── DATASET ROWS ──

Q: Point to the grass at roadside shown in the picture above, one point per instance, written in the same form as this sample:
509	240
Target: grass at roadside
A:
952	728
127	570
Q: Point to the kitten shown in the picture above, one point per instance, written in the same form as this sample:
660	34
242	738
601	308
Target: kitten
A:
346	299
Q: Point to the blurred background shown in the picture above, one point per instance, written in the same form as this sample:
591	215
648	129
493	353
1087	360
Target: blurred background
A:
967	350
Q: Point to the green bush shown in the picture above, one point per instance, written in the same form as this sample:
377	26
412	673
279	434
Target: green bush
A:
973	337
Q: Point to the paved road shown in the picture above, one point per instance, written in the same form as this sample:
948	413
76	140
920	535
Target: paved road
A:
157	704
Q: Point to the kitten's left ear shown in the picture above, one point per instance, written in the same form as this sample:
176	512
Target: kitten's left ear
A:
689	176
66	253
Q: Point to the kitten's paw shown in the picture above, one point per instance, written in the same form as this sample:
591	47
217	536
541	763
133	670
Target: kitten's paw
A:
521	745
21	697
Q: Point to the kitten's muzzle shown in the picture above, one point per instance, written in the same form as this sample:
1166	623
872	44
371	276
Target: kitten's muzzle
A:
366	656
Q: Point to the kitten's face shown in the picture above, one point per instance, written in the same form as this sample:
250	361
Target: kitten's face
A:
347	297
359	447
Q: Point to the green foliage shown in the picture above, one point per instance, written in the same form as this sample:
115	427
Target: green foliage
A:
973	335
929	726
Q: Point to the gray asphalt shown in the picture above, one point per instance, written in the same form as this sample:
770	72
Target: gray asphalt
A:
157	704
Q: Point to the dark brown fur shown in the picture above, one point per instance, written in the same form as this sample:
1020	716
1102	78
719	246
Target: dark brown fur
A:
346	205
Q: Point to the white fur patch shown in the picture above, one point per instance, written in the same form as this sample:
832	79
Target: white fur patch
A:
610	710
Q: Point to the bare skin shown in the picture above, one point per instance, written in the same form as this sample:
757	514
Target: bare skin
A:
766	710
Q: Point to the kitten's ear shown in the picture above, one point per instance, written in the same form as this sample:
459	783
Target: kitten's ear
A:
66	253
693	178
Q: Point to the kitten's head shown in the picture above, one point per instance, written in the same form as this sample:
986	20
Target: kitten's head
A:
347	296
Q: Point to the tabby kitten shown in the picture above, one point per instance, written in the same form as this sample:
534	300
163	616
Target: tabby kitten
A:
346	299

───

* WHAT TO PRODUCE *
Format each line of the listing above as a Markdown table with two columns, Row and Line, numbering the rows in sequence and skipping any blank lines.

* TASK ANSWER *
| Row | Line |
|---|---|
| 1 | Q: Point to the grass at roadside shown in the picture above, one point per instance, written in the same form as this sample: |
| 2 | 509	240 |
| 3 | Target: grass at roadside |
| 4 | A: |
| 5 | 952	728 |
| 6 | 127	570 |
| 7 | Q: Point to the kitten shown in the picture above, one point per instance, written in the same form as this sample: |
| 8 | 660	34 |
| 9 | 242	738 |
| 10 | 601	308 |
| 11 | Target: kitten |
| 12 | A: |
| 13 | 346	299 |
| 14 | Q: Point to the blurred background shown in the picture above, one point per instance, written in the same form as this sample: |
| 15 | 591	215 |
| 16 | 648	129 |
| 17 | 493	353 |
| 18 | 1087	360 |
| 19 | Target: blurred background |
| 20 | A: |
| 21 | 967	350 |
| 22 | Q: Point to the green bush shown in the picture above, one point per instance, written in the same form as this sample: |
| 23 | 377	26 |
| 24 | 412	673 |
| 25 | 279	434 |
| 26 | Target: green bush |
| 27 | A: |
| 28 | 973	337 |
| 29 | Q: Point to the paved road shown in the picture above, one point per instance, written in the same form as this sample: |
| 30 | 948	413 |
| 31 | 76	140 |
| 32 | 920	535 |
| 33 | Target: paved road |
| 34 | A: |
| 35 | 157	704 |
| 36 | Q: Point to the kitten's left ear shown in the picture above, one point per instance, written in the same form as this sample: |
| 37 | 176	512 |
| 38 | Target: kitten's left ear |
| 39 | A: |
| 40 | 689	176 |
| 41 | 66	253 |
| 42 | Q: Point to the kitten's paw shown in the picture above, one point per instance, written in the same form as this sample: |
| 43 | 591	47 |
| 44 | 217	536 |
| 45 | 541	763 |
| 46 | 133	670 |
| 47 | Target: kitten's paw |
| 48 | A: |
| 49 | 521	745 |
| 50 | 21	697 |
| 51 | Q: Point to the kitten's muzzle shown in the picture above, one point per instance, written in the same form as this sample: |
| 52 | 1166	623 |
| 53 | 872	44 |
| 54 | 371	276 |
| 55 | Target: kitten's muzzle |
| 56 | A: |
| 57 | 366	656 |
| 58 | Q: Point to the kitten's face shown in the picture above, one point per instance, written in the same form as this sample: |
| 59 | 250	361 |
| 60 | Target: kitten's face |
| 61 | A: |
| 62 | 347	297 |
| 63 | 359	447 |
| 64 | Q: Point to the green foliage shown in the picture above, one point per instance, written in the same form as this sample: |
| 65 | 115	427 |
| 66 | Target: green foliage |
| 67 | A: |
| 68 | 973	335 |
| 69 | 929	726 |
| 70 | Q: Point to the gray asphalt shown in the picture above, one point per instance, written in the same form as this sample: |
| 71 | 770	72 |
| 72 | Target: gray asphalt |
| 73 | A: |
| 74 | 157	704 |
| 75 | Q: Point to the dark brown fur shown in the picture above, one point per instance, written in the same form as this sample: |
| 76 | 1020	716 |
| 77 | 1102	78 |
| 78 | 719	246 |
| 79 | Target: dark brown fur |
| 80 | A: |
| 81 | 346	205 |
| 82 | Q: Point to the white fur patch shown in the picture above, one point per instance, written in the same form as this sample: |
| 83 | 832	79 |
| 84 | Target: white fur patch |
| 85 | A: |
| 86 | 610	710 |
| 87 | Q: Point to the bare skin shown in the picture above, one point per instance, written in the same form as this sample: |
| 88 | 757	514 |
| 89 | Target: bare skin |
| 90 | A: |
| 91 | 766	710 |
| 92 | Q: Point to the kitten's ear shown in the picture above, one point per instance, written in the same form as this sample: |
| 93 | 459	783 |
| 94 | Target: kitten's ear |
| 95 | A: |
| 96 | 66	253 |
| 97 | 693	178 |
| 98 | Q: Point to the kitten's head shown in the picture above, one point per instance, written in the same form as this sample: |
| 99 | 986	20 |
| 100 | Target: kitten's head |
| 101 | A: |
| 102 | 347	296 |
| 103 | Q: Point to the tabby kitten shown in the picture above, one point per instance, written in the same form as this sample: |
| 104 | 534	300 |
| 105 | 163	616 |
| 106 | Target: tabby kitten |
| 107 | A: |
| 108 | 346	299 |